▶ Prompt
Lay out the listing below as a JSON array of strings, with one string for each line and blank lines omitted.

▶ Records shown
◆ ◆ ◆

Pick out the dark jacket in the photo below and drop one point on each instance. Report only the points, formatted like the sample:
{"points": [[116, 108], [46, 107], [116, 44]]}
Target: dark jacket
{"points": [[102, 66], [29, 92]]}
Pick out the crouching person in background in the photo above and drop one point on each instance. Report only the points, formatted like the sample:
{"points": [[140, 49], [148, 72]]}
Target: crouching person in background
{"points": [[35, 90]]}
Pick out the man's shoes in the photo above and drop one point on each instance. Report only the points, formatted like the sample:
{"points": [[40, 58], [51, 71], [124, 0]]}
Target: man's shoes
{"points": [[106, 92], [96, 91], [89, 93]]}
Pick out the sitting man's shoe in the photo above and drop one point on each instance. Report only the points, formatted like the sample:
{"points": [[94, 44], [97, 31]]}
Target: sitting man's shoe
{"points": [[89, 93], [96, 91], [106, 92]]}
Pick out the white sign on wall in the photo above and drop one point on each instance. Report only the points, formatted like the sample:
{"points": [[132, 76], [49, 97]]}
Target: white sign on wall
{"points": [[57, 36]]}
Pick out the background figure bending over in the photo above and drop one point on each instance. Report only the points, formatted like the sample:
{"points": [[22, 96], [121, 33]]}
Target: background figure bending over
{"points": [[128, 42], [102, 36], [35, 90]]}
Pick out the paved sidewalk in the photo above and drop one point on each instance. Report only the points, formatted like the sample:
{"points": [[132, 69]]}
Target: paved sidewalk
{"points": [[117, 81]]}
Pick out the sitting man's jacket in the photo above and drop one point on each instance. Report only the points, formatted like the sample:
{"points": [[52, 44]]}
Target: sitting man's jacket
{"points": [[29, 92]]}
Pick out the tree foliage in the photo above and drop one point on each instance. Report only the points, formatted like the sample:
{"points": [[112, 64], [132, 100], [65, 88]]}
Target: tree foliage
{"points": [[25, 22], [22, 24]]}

◆ ◆ ◆

▶ Result
[
  "Pick out the dark jacket in the photo below and drop one point on each instance. Report only the points, formatted like the sample:",
  "{\"points\": [[116, 108], [46, 107], [116, 44]]}",
  "Target: dark jacket",
  "{\"points\": [[102, 66], [29, 92]]}",
  "Pick out the crouching person in background in the photo above and drop one point on each instance. Report only the points, formatted like the sample:",
  "{\"points\": [[140, 49], [148, 72]]}",
  "Target: crouching person in background",
  "{\"points\": [[35, 90]]}",
  "Pick out the man's shoes in the photo above and drop one point on each instance. Report only the points, formatted like the sample:",
  "{\"points\": [[40, 58], [51, 71], [124, 0]]}",
  "Target: man's shoes",
  "{\"points\": [[106, 92], [96, 91], [89, 93]]}",
  "Pick out the sitting man's shoe in the photo above and drop one point on each instance. Report only the points, formatted like the sample:",
  "{\"points\": [[94, 44], [97, 31]]}",
  "Target: sitting man's shoe",
  "{\"points\": [[89, 93], [96, 91], [106, 92]]}",
  "Pick out the white sign on wall in the photo above and drop one point on each instance. Report only the points, formatted like the sample:",
  "{\"points\": [[132, 76], [49, 97]]}",
  "Target: white sign on wall",
  "{\"points\": [[57, 36]]}",
  "Pick out the background figure bending over in the photo above and drop one point on each instance. Report only the points, formatted like the sample:",
  "{\"points\": [[22, 96], [121, 33]]}",
  "Target: background figure bending over",
  "{\"points\": [[128, 42], [102, 36], [35, 90]]}",
  "Pick out the paved sidewalk in the photo above and drop one point on each instance. Report only the points, formatted like the sample:",
  "{\"points\": [[132, 69]]}",
  "Target: paved sidewalk",
  "{\"points\": [[117, 81]]}",
  "Pick out the sitting man's jacket in the photo above and drop one point on each instance. Report only the points, formatted like the sample:",
  "{\"points\": [[52, 44]]}",
  "Target: sitting man's jacket",
  "{\"points\": [[29, 92]]}",
  "Pick out the tree foliage in the photo above and drop one point on each instance. Report only the points, formatted like the sample:",
  "{\"points\": [[112, 64], [132, 100], [65, 88]]}",
  "Target: tree foliage",
  "{\"points\": [[25, 22], [22, 24]]}"
]